---------- SOURCE RECORDS

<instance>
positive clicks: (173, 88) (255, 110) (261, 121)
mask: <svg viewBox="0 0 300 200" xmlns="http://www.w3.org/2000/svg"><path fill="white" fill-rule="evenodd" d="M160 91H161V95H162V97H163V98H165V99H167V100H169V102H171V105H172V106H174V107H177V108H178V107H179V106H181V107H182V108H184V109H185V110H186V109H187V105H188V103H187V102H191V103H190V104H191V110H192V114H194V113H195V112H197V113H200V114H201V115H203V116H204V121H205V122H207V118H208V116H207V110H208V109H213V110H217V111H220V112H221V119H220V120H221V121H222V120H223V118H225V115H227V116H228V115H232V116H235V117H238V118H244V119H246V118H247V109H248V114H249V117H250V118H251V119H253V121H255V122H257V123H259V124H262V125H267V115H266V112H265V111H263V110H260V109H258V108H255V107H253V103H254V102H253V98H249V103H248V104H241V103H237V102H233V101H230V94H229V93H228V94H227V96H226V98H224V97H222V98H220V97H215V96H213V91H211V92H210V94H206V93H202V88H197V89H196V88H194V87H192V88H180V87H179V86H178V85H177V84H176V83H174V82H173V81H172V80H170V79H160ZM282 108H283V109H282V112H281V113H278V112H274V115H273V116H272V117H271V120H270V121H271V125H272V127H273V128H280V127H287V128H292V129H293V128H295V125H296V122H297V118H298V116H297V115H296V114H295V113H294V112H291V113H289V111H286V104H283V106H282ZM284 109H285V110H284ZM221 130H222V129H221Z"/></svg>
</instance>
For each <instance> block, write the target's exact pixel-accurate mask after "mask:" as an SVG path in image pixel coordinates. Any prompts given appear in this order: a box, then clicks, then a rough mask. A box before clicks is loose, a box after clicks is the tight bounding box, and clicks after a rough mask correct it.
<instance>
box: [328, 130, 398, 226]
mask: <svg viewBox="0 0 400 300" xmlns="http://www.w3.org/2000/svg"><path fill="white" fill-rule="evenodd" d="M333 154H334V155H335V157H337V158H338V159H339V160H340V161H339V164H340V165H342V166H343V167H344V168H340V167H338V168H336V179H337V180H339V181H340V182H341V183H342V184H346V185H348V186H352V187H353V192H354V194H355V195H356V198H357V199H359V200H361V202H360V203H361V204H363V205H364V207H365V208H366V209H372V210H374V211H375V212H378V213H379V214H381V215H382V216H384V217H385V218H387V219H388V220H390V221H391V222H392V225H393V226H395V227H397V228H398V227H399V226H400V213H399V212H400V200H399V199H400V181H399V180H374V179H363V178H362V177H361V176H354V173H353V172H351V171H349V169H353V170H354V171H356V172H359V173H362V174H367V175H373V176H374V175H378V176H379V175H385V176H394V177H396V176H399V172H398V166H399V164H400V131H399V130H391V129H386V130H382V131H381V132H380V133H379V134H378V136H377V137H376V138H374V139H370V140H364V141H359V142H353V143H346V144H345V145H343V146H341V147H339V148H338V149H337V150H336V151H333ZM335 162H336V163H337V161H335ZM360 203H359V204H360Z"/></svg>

--------------------

- **TASK TO COMPLETE**:
In all the entries above, swap "positive clicks" for "foreground clicks" and give the lines again with nothing else changed.

- **TASK ANSWER**:
<instance>
foreground clicks: (173, 88) (255, 110) (261, 121)
mask: <svg viewBox="0 0 300 200" xmlns="http://www.w3.org/2000/svg"><path fill="white" fill-rule="evenodd" d="M160 91H161V95H162V97H163V98H165V99H167V100H169V102H171V105H172V106H174V107H177V108H178V107H179V106H181V107H182V108H184V109H185V110H186V109H187V105H188V103H187V102H191V103H190V104H191V110H192V114H194V113H195V112H197V113H200V114H201V115H203V116H204V121H205V122H207V118H208V116H207V110H208V109H213V110H217V111H220V112H221V119H220V120H221V121H222V120H223V118H225V115H227V116H228V115H232V116H235V117H238V118H244V119H246V118H247V109H248V114H249V117H250V118H251V119H253V121H255V122H257V123H259V124H262V125H267V115H266V112H265V111H263V110H260V109H258V108H255V107H253V103H254V102H253V98H249V103H248V104H241V103H237V102H233V101H230V94H229V93H228V94H227V96H226V98H224V97H222V98H220V97H215V96H213V91H211V92H210V94H206V93H202V88H197V89H196V88H194V87H192V88H180V87H179V86H178V85H177V84H176V83H174V82H173V81H172V80H170V79H160ZM282 108H283V109H282V112H281V113H278V112H274V115H273V116H272V117H271V120H270V121H271V125H272V127H273V128H280V127H287V128H292V129H293V128H295V125H296V122H297V118H298V116H297V115H296V114H295V113H294V112H291V113H289V111H286V104H283V106H282ZM284 109H285V110H284ZM221 130H222V129H221Z"/></svg>
</instance>
For each <instance> block, write the target's exact pixel-accurate mask after "mask:" as an SVG path in image pixel coordinates. Any prompts given appear in this order: a box, then clicks, then a rough mask. A box before clicks is loose, a box after clicks is the tight bounding box, and clicks after a rough mask correct it.
<instance>
box: [328, 130, 398, 226]
mask: <svg viewBox="0 0 400 300" xmlns="http://www.w3.org/2000/svg"><path fill="white" fill-rule="evenodd" d="M333 154H334V155H335V157H337V158H338V159H339V160H340V161H339V164H340V165H342V166H343V167H344V168H340V167H338V168H336V179H337V180H339V181H340V182H341V183H342V184H346V185H348V186H352V187H353V192H354V194H355V195H356V198H357V199H359V200H361V202H360V203H361V204H363V205H364V207H365V208H366V209H372V210H374V211H375V212H378V213H379V214H381V215H382V216H384V217H385V218H387V219H388V220H390V221H391V222H392V225H393V226H395V227H397V228H398V227H399V226H400V213H399V212H400V200H399V199H400V181H399V180H374V179H363V178H362V177H361V176H354V173H353V172H351V171H349V169H353V170H354V171H356V172H359V173H362V174H367V175H373V176H374V175H378V176H379V175H385V176H394V177H396V176H399V172H398V166H399V164H400V131H399V130H391V129H386V130H382V131H381V132H380V133H379V134H378V136H377V137H376V138H374V139H370V140H364V141H359V142H353V143H346V144H345V145H343V146H341V147H339V148H338V149H337V150H336V151H333ZM335 162H336V163H337V161H335ZM360 203H359V204H360Z"/></svg>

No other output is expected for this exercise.